*Yapılacak alıştırmalar*:
1: Selda Bağcan söyleşisinde "İngiltere'de dört, İsrail'de bir albümü" diye başlayan paragrafı, temel bilgileri koruyarak daha kısa biçimde yeniden yazın.
2: Selda Bağcan söyleşisinden "- Lise birinci" ile "yok benden başka." arasındaki bölümü, bu ifadeler de dahil olmak üzere olduğu gibi aktarın.

*Metin alıntısı*:
────

Selda Bağcan: Kürtçe açılımı ilk ben yaptım
Selda Bağcan, yurtdışındaki başarılarına bir yenisini daha ekledi. Bu ay sonu verilecek dünyanın en prestijli müzik ödülü Grammy'de aday olan bir şarkıda Selda Bağcan'ın sesi kullanıldı.
Sonat Bahar'ın ropörtajı
İngiltere'de dört, İsrail'de bir albümü yayınlandı Selda Bağcan'ın. Üstelik Mos Def isimli Müslüman rapçi, haziranda çıkan albümünde Bağcan'ın sesinden İnce İnce Bir Kar Yağar, türküsünü kullandı. Mos Def, siyahları uyuşturucu bağımlılığından kurtarma mesajları içeren şarkısı Supermagic için, kendi gibi protest sanatçımız Selda Bağcan'ı bilerek mi seçti bilinmez ama sözkonusu şarkı bu ay sonu verilecek, dünyanın en önemli müzik ödülü Grammy'e aday oldu. Üstelik oldukça da güçlü bir aday. Peki Selda Bağcan'ı biz ne kadar tanıyor ve biliyoruz? Bağcan kendi hikayesini anlattı.
- Müzikli yolculuğunuza gazinolarda başladınız, o kuşaktaki herkes gibi... Zeki Müren'den el almışlığınız var mı?
- Lise birinci sınıfta Ankara'nın aile gazinosu Güneypark'ta çalıyordum, Zeki Müren bile çalışmıştı o gazinoda. Yıllar sonra İstanbul'da onun başaltı olarak sahne aldım. Çok saygı duyarım Zeki Müren'e... Neyse Ankara'dan başlayayım anlatmaya, daha 15 yaşımdayım. O dönem gitarla, İspanyolca, İngilizce ve İtalyanca şarkılar söylüyordum, ortada türkü falan yoktu. Öyle bir kültürden gelmiyorum, batı müziği kültürü almış bir aileden geliyorum. Beni İspanyol Büyükelçisi'nin kızı sanıyorlar. O dönem çok ünlü oldum, kulaktan kulağa yayıldı benim sesim. Üniversite yıllarında türkülere merak saldım, türküleri artık gitarla çalıp söylüyordum. O dönem de gitar çalan kadın müzisyen yok benden başka.
- Gitardan türküye geçiş, üniversite ortamında esen 68 rüzgârının etkisiyle mi oldu?

────

*Veri bölümü*:
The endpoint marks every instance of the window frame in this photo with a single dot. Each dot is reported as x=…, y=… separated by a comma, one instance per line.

────

*Alıştırma yanıtları*:
1: Selda Bağcan'ın İngiltere'de dört, İsrail'de bir albümü yayınlandı. Müslüman rapçi Mos Def, haziranda çıkan albümündeki Supermagic şarkısında Bağcan'ın sesinden İnce İnce Bir Kar Yağar türküsünü kullandı. Siyahları uyuşturucu bağımlılığından kurtarma mesajları içeren bu şarkı, ay sonunda verilecek Grammy ödülüne güçlü bir aday oldu. Söyleşide Bağcan kendi hikâyesini anlatıyor.

2:
- Lise birinci sınıfta Ankara'nın aile gazinosu Güneypark'ta çalıyordum, Zeki Müren bile çalışmıştı o gazinoda. Yıllar sonra İstanbul'da onun başaltı olarak sahne aldım. Çok saygı duyarım Zeki Müren'e... Neyse Ankara'dan başlayayım anlatmaya, daha 15 yaşımdayım. O dönem gitarla, İspanyolca, İngilizce ve İtalyanca şarkılar söylüyordum, ortada türkü falan yoktu. Öyle bir kültürden gelmiyorum, batı müziği kültürü almış bir aileden geliyorum. Beni İspanyol Büyükelçisi'nin kızı sanıyorlar. O dönem çok ünlü oldum, kulaktan kulağa yayıldı benim sesim. Üniversite yıllarında türkülere merak saldım, türküleri artık gitarla çalıp söylüyordum. O dönem de gitar çalan kadın müzisyen yok benden başka.